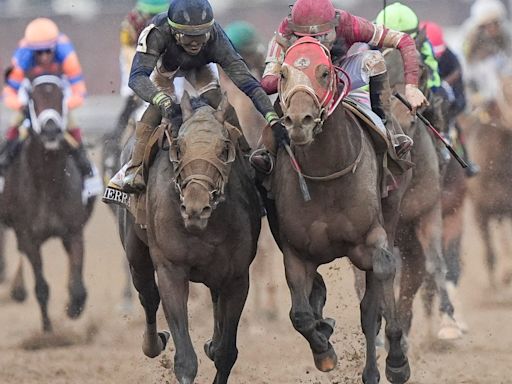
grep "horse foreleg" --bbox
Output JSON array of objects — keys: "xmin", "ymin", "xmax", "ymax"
[
  {"xmin": 11, "ymin": 255, "xmax": 27, "ymax": 303},
  {"xmin": 0, "ymin": 223, "xmax": 6, "ymax": 284},
  {"xmin": 372, "ymin": 237, "xmax": 411, "ymax": 384},
  {"xmin": 475, "ymin": 207, "xmax": 497, "ymax": 290},
  {"xmin": 358, "ymin": 270, "xmax": 380, "ymax": 384},
  {"xmin": 398, "ymin": 223, "xmax": 425, "ymax": 340},
  {"xmin": 62, "ymin": 232, "xmax": 87, "ymax": 319},
  {"xmin": 284, "ymin": 247, "xmax": 338, "ymax": 372},
  {"xmin": 213, "ymin": 274, "xmax": 249, "ymax": 384},
  {"xmin": 26, "ymin": 244, "xmax": 52, "ymax": 332},
  {"xmin": 153, "ymin": 264, "xmax": 197, "ymax": 384},
  {"xmin": 416, "ymin": 206, "xmax": 462, "ymax": 340},
  {"xmin": 125, "ymin": 231, "xmax": 164, "ymax": 358}
]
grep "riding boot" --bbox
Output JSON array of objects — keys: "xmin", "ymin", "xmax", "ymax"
[
  {"xmin": 122, "ymin": 121, "xmax": 154, "ymax": 193},
  {"xmin": 370, "ymin": 72, "xmax": 413, "ymax": 159}
]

·····

*Challenge:*
Rewrite all of the data above with "Output" changed to "Return" and every other line left as it is. Leave the pictures out of your version.

*Solution below:*
grep "horse foreleg" --bbox
Return JSON array of objects — keys: "xmin", "ymin", "xmax", "ymax"
[
  {"xmin": 11, "ymin": 255, "xmax": 27, "ymax": 303},
  {"xmin": 0, "ymin": 223, "xmax": 6, "ymax": 284},
  {"xmin": 372, "ymin": 237, "xmax": 411, "ymax": 384},
  {"xmin": 475, "ymin": 207, "xmax": 497, "ymax": 290},
  {"xmin": 358, "ymin": 270, "xmax": 380, "ymax": 384},
  {"xmin": 398, "ymin": 223, "xmax": 425, "ymax": 340},
  {"xmin": 62, "ymin": 232, "xmax": 87, "ymax": 319},
  {"xmin": 284, "ymin": 247, "xmax": 338, "ymax": 372},
  {"xmin": 213, "ymin": 274, "xmax": 249, "ymax": 384},
  {"xmin": 26, "ymin": 244, "xmax": 52, "ymax": 332},
  {"xmin": 153, "ymin": 264, "xmax": 197, "ymax": 384},
  {"xmin": 416, "ymin": 206, "xmax": 462, "ymax": 340},
  {"xmin": 125, "ymin": 231, "xmax": 164, "ymax": 358}
]
grep "riding boot" --bbox
Return JSON array of objects — keys: "xmin", "ymin", "xmax", "ymax"
[
  {"xmin": 122, "ymin": 121, "xmax": 154, "ymax": 193},
  {"xmin": 370, "ymin": 72, "xmax": 413, "ymax": 159}
]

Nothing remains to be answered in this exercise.